Your answer must match the material exactly, line for line.

→ Information:
━━━━━━━━━━━━━━━━━━━━
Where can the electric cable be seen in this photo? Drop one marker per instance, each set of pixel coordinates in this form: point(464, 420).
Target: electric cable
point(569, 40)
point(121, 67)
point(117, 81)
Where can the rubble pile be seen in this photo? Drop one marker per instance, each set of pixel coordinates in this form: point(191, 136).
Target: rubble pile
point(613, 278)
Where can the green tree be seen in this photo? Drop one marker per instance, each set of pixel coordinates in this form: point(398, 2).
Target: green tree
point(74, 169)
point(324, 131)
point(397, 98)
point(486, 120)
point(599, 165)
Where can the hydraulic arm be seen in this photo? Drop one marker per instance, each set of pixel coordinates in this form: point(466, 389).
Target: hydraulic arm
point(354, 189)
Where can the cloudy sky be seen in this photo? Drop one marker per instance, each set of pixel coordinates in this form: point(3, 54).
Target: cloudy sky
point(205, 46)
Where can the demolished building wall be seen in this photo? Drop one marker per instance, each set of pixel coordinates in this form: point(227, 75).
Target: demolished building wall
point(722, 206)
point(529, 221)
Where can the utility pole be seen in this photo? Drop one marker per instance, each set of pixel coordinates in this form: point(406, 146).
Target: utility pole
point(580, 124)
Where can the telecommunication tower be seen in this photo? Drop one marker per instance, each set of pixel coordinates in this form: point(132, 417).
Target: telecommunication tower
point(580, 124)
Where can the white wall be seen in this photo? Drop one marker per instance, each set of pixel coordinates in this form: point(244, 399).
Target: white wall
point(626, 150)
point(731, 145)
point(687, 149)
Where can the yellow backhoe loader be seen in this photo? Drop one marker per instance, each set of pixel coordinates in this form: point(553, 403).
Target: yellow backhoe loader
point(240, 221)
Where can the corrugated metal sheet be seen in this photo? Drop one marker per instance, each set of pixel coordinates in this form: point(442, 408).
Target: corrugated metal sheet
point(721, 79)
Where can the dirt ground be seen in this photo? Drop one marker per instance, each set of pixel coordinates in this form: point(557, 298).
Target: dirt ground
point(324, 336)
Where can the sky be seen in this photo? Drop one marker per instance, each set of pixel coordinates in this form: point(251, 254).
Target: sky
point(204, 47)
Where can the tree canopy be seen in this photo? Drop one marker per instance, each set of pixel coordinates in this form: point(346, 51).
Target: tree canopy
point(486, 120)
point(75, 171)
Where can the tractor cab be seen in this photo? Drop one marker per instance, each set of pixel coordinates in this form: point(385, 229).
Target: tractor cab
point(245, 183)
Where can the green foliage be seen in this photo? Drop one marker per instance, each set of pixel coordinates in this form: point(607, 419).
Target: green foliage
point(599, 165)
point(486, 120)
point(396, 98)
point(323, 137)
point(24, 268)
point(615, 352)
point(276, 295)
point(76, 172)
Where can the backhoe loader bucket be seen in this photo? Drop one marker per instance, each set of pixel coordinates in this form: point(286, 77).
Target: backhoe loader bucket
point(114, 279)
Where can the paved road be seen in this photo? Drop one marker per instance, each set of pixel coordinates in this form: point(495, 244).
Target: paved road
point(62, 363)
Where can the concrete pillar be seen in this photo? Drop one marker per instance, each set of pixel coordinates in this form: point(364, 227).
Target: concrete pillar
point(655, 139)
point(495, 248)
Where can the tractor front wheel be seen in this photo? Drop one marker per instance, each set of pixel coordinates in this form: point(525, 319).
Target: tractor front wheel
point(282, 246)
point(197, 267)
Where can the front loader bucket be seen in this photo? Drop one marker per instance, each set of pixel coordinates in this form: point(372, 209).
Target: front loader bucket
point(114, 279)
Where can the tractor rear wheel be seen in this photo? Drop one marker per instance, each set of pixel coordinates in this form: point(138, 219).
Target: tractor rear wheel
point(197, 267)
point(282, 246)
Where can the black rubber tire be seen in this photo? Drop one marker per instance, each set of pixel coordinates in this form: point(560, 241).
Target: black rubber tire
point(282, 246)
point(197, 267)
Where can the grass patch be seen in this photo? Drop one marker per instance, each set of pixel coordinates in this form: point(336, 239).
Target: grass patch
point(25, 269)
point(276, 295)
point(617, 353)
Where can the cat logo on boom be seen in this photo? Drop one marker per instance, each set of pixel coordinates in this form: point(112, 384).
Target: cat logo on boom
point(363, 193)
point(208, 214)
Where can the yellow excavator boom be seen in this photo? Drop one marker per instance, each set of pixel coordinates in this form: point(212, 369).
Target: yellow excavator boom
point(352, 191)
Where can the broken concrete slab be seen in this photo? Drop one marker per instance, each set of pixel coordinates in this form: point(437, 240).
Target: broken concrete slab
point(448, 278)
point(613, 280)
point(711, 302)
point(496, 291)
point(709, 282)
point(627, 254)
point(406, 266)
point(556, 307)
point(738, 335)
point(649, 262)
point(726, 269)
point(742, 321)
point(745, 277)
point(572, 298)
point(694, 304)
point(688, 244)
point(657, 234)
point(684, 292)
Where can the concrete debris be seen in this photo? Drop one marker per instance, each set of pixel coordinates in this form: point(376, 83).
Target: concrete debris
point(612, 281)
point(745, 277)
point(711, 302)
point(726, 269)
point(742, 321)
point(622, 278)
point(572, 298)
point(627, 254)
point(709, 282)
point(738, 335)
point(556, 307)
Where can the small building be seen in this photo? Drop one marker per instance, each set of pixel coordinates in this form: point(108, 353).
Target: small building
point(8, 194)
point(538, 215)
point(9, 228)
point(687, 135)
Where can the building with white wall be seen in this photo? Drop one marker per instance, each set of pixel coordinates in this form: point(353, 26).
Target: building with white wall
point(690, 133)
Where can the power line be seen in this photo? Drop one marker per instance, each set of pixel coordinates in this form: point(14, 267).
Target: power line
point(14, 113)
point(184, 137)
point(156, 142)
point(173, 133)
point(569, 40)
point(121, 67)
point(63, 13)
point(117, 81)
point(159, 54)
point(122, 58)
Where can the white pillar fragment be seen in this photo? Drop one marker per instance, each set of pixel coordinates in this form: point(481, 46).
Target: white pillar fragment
━━━━━━━━━━━━━━━━━━━━
→ Reply:
Where can the electric cable be seen in this photo? Drop one marker per instance, each set of pixel coordinates in this form: point(464, 420).
Target: electric cable
point(569, 40)
point(121, 67)
point(117, 81)
Where can the rubble pile be seen in this photo? Drop one marker per instance, each set of pixel coordinates in this form: point(191, 136).
Target: rubble pile
point(613, 278)
Where can the green tree be seen in this photo? Drop one marker per instance, each set of pixel coordinates in this form: point(398, 2).
Target: green tree
point(74, 169)
point(324, 131)
point(397, 98)
point(486, 120)
point(599, 165)
Where can the hydraulic arm be seen in this photo? Drop one marker per instance, each set of pixel coordinates in this form: point(466, 389).
Target: hydraulic arm
point(354, 189)
Where can the cloudy sky be seen in this photo? Drop one marker per instance, each set of pixel coordinates in this form: point(3, 54).
Target: cloudy sky
point(205, 46)
Where can the demolished building wall be seen in this photo? Drop one marker per instance, each set of pixel coordinates in this form: point(227, 75).
Target: demolished building wall
point(722, 206)
point(529, 221)
Where can the utility pole be seen in this photo? Drop one marker per instance, each set of pixel coordinates in this form: point(406, 146).
Target: utility pole
point(580, 124)
Where can the telecommunication tower be seen in this photo? Drop one marker per instance, each set of pixel coordinates in this form: point(132, 417).
Target: telecommunication tower
point(580, 124)
Where can the white wall be seen in this photo? Drop one marker per instance, each set of pixel coordinates in this form: point(244, 399).
Target: white wall
point(626, 150)
point(731, 145)
point(687, 149)
Where can the yellow backhoe loader be seen in this photo? Drop one marker per instance, each set of pixel coordinates in this form: point(553, 403).
Target: yellow backhoe loader
point(240, 221)
Where can the corrugated metal sheet be seen in this photo? Drop one marker per instance, each set of pixel coordinates in this form: point(442, 408).
Target: corrugated metal sheet
point(721, 79)
Where can the dirt ground be seen in this photo? Drop one marker per instance, each set of pixel coordinates in this form: point(557, 298).
Target: dirt ground
point(324, 336)
Where can the sky be seen in this photo? Drop one marker per instance, each set of pixel coordinates in this form: point(251, 254).
Target: sky
point(204, 47)
Where can the tree canopy be seen in this photo? Drop one marker per instance, each set of pixel coordinates in this form: point(346, 51).
Target: tree canopy
point(486, 120)
point(75, 171)
Where can the tractor cab be seen in this photo? Drop one marker per instance, each set of pixel coordinates in this form: point(385, 229).
Target: tractor cab
point(245, 183)
Where can the green foliage be seen in this photo? Drop one marker per instance, each set of pixel coordinates in this form: point(607, 419).
Target: green foliage
point(599, 165)
point(486, 120)
point(396, 98)
point(323, 137)
point(24, 268)
point(615, 352)
point(276, 295)
point(76, 172)
Where can the backhoe loader bucket be seen in this photo? Drop one marker per instance, each set of pixel coordinates in this form: point(286, 77).
Target: backhoe loader bucket
point(114, 279)
Where can the paved road be seen in this photo? Drop one marker per instance, each set of pixel coordinates in this form: point(495, 244).
Target: paved road
point(62, 363)
Where can the concrete pillar be seen in this photo? Drop one marker per instance, each set of pixel coordinates in this form: point(364, 227).
Target: concrete pillar
point(655, 139)
point(495, 248)
Where can the tractor front wheel be seen in this photo? Drop one marker per instance, each set of pixel coordinates in this form: point(525, 319).
Target: tractor front wheel
point(282, 246)
point(197, 267)
Where can the front loader bucket be seen in this photo? Drop one marker per instance, each set of pixel coordinates in this form: point(372, 209).
Target: front loader bucket
point(114, 279)
Where can the tractor rear wheel be seen in this photo? Drop one marker per instance, each set of pixel coordinates in this form: point(138, 219).
Target: tractor rear wheel
point(197, 267)
point(282, 246)
Where can the black rubber tire be seen in this photo? Drop one marker per instance, each set of pixel coordinates in this form: point(560, 241).
Target: black rubber tire
point(282, 246)
point(197, 267)
Where can the grass patch be seen in this photo? Drop one marker per instance, each set of pixel coordinates in this form: point(336, 239).
Target: grass patch
point(25, 269)
point(276, 295)
point(617, 353)
Where can the cat logo on boom be seen in this photo? Drop one marker per instance, each set of pixel coordinates in this form: point(112, 384).
Target: cat logo on boom
point(363, 193)
point(208, 214)
Where can the yellow excavator boom be seen in this photo? Drop one marker per instance, each set of pixel coordinates in this form: point(212, 369).
Target: yellow excavator boom
point(352, 191)
Where can the broken concrete slab be seen in this photo? Drop one marker per instance, each set of pixel coordinates in this form: point(437, 240).
Target: broken concrete slab
point(448, 278)
point(613, 280)
point(711, 302)
point(496, 291)
point(709, 282)
point(627, 254)
point(406, 266)
point(556, 307)
point(738, 335)
point(649, 262)
point(726, 269)
point(742, 321)
point(745, 277)
point(572, 298)
point(694, 304)
point(688, 244)
point(657, 234)
point(684, 292)
Where can the concrete debris be seen in this photo? Drop one marker per instance, each set of pixel coordinates in this form: point(376, 83).
Target: concrete debris
point(612, 281)
point(745, 277)
point(711, 302)
point(726, 269)
point(742, 321)
point(622, 278)
point(572, 298)
point(627, 254)
point(709, 282)
point(738, 335)
point(556, 307)
Where can the small building be seen in this photo? Drop one marker per instance, each set of pixel coordinates in this form: point(108, 353).
Target: small building
point(8, 194)
point(538, 215)
point(9, 228)
point(687, 135)
Where can the building with white wall be seen in this photo? Drop one marker per instance, each set of pixel coordinates in this form: point(353, 26).
Target: building with white wall
point(690, 133)
Where can the power line be seen in this photo? Drop one marker per instance, each set of pixel coordinates in this form: point(14, 267).
Target: power line
point(14, 113)
point(184, 137)
point(156, 142)
point(173, 133)
point(569, 40)
point(121, 67)
point(63, 13)
point(117, 81)
point(159, 54)
point(122, 58)
Where can the white pillar fragment be seen in this photo? Drop one marker per instance, each set of pixel coordinates in this form: point(481, 46).
Target: white pillar fragment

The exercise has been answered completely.